- _Given problem 1_:
List every key type named in the identity layer page below, along with the algorithm it uses.

- _Excerpt to read_:
──────────

L1: Identity Layer

Self-sovereign keys. No platform controls your identity.

The L1 Identity layer provides cryptographic identity, trust computation, and betrayal detection.

SoulKey: Hierarchical Identity

A SoulKey is a deterministic, hierarchical identity system.

Key Derivation

Root Key = Argon2id(seed, salt, params)
  │
  ├── SoulKey("identity")  → DID master key
  ├── SoulKey("work")      → Professional context
  ├── SoulKey("personal")  → Personal context
  ├── SoulKey("device-1")  → Per-device keys
  └── ... unlimited derived keys

Properties

Property	Description
Deterministic	Same seed + context = same keys
Hierarchical	Unlimited keys from single seed
Context-Separated	Work/personal/hobby are unlinkable
Recoverable	BIP-39 mnemonic backup
Burnable	Irrevocable deactivation possible

Key Types

Type	Algorithm	Purpose
Authentication	Ed25519	DID auth, signatures
Agreement	X25519	Key exchange, encryption
Assertion	Ed25519	Verifiable credentials
Capability	Ed25519	Authorization tokens
Post-Quantum	ML-KEM-768	Quantum-resistant KEM

DID:libertaria Method

did:libertaria:z8m9n0p2q4r6s8t0u2v4w6x8y0z2a4b6c8d0e2f4g6h8i0

Method-Specific ID Generation

initial_key = SoulKey(seed, context="identity")
method-specific-id = multibase(base58btc, BLAKE3-256(initial_key.public_key))

──────────

(Stored dataset items)
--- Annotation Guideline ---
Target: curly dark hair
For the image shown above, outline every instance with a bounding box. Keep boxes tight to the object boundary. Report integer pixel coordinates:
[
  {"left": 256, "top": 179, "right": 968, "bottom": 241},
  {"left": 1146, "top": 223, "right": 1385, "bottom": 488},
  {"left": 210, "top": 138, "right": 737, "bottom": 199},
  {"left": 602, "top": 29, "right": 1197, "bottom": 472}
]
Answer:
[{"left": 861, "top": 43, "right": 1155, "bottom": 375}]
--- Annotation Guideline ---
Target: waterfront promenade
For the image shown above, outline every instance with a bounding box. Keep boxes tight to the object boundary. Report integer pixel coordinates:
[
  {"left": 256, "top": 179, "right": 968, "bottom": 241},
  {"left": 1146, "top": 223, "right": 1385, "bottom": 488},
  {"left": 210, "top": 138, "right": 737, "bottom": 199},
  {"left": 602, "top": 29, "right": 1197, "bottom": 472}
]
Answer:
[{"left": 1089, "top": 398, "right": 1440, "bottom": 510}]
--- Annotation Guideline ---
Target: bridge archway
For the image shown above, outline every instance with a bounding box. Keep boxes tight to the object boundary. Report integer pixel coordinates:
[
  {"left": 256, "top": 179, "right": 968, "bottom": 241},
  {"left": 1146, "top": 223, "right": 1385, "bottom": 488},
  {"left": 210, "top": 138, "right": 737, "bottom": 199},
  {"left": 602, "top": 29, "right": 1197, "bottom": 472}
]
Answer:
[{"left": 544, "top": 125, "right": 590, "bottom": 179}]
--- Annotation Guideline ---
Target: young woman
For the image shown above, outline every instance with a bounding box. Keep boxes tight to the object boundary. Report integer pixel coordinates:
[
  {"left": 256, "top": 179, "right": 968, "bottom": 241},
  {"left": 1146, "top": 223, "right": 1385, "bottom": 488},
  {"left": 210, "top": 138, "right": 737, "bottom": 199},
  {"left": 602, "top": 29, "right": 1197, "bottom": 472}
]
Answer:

──────────

- _Given problem 2_:
How many lines of the rows above contain the string "Target"? Case counts, and give only the number.

- _Answer 1_:
Authentication: Ed25519
Agreement: X25519
Assertion: Ed25519
Capability: Ed25519
Post-Quantum: ML-KEM-768

- _Answer 2_:
4